§ **What is needed**
Copy all the entries below exactly, but not the pictures.

§ **Exercise input**
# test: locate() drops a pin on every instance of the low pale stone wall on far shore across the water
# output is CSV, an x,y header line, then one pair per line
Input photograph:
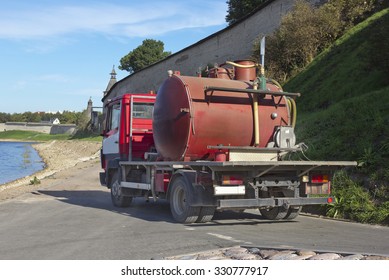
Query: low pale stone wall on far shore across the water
x,y
39,127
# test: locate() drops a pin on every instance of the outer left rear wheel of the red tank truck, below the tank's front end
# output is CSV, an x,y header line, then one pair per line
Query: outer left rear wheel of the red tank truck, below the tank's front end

§ **Problem solution**
# test: locate() drops a pin on every instance of the low pale stone wall on far shore across the water
# output is CSV, an x,y header line, then one pair per line
Input photograph:
Query: low pale stone wall on far shore across the water
x,y
39,127
# test: locate() drops a pin on every instance of the outer left rear wheel of the red tank truck, below the tank's front end
# output is CSV, an x,y header line, then one pair per line
Query: outer left rear wheel of the red tank truck, below the tank's front end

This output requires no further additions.